- _Exercises_
**1)** In the billboard rescue article below, what name does the fire department give its new ladder truck?
**2)** List every type of fire or rescue situation the billboard rescue article below names as a possible use for the new ladder truck.

--- Text block Enclosed Below ---

Firefighters save man working on billboard sign
New ladder truck proves itself in rescue.
The Brainerd Fire Department’s new ladder truck came in handy Tuesday, June 30, when firefighters were called to rescue a man having a medical emergency 30-feet above the ground — while working on a billboard sign.
The fire department was called about 12:30 p.m. to help a man, who was on an elevated walkway working on a billboard sign, near Dunmire's Bar and Grill along Highway 210 east of Brainerd.
Brainerd Fire Chief Tim Holmes said upon arrival, firefighters set up the department’s new ladder truck equipped with a 100-foot, mid-mount ladder with a platform on the highway. Firefighters were able to extend the ladder platform all the way up to the worker, who was having a medical emergency. The worker, who was already hooked up to a safety harness, was placed in the firetruck platform and lowered down to the ground awaiting emergency personnel from North Memorial Health Ambulance to get him ready to be transported to Essentia Health-St. Joseph's Medical Center in Brainerd.
Holmes could not state the man’s medical emergency, but said he was conscious when rescued.
About 20 firefighters responded to the call, with about eight manning the fire station. The Brainerd Police Department and Crow Wing County Sheriff’s Office assisted the fire department at the scene.
“We were really excited on how well the new truck worked,” Holmes said of the multi-functional truck. “We were able to get him down quickly in a very safe manner with the platform and get him taken care of.”
The fire department received the new ladder truck they call Tower 20 June 9. The fire truck is usable in both urban and rural areas and may be used for home fires, large agricultural building fires, technical rescue situations including high angle rope rescue, trench rescue, silo and grain bin rescue and more.
Holmes said if they didn’t have the new ladder truck, they would have had to use their old ladder truck in the rescue. Holmes was not sure if the old ladder truck would not reached the man. Firefighters would have had to also use a stokes basket, or a rescue stretcher, to get the man down.
“The extended platform used to get him down worked real well,” Holmes said. “We were glad to get him down quickly and in a very safe manner.”

--- End of Enclosed Text block ---
--- Material shown Enclosed Below ---

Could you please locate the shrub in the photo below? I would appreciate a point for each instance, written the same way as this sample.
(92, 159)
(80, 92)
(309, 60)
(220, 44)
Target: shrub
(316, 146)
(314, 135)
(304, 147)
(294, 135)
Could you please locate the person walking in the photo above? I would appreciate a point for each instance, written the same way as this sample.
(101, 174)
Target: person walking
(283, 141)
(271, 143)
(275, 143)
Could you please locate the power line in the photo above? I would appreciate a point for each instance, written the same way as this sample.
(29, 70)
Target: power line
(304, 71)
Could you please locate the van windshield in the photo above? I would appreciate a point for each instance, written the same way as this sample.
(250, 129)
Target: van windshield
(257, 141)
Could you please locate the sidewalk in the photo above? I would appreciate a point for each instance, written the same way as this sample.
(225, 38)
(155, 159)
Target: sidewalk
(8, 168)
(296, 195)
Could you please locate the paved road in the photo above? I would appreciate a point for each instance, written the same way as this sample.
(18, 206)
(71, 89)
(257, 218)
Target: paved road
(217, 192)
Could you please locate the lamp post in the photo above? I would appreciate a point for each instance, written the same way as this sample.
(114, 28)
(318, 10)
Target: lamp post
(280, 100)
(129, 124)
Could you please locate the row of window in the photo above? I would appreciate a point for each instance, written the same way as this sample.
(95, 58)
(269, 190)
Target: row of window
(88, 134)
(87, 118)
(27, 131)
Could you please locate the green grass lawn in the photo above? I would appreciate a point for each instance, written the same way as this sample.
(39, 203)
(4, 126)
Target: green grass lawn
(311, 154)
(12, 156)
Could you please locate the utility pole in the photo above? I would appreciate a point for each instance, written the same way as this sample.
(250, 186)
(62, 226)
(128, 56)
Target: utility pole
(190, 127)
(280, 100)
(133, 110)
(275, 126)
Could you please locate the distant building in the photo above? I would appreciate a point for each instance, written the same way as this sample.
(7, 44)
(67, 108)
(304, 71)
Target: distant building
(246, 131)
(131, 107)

--- End of Enclosed Material shown ---

- _Solutions for each task_
**1)** Tower 20

**2)**
- Home fires
- Large agricultural building fires
- Technical rescue situations
- High angle rope rescue
- Trench rescue
- Silo and grain bin rescue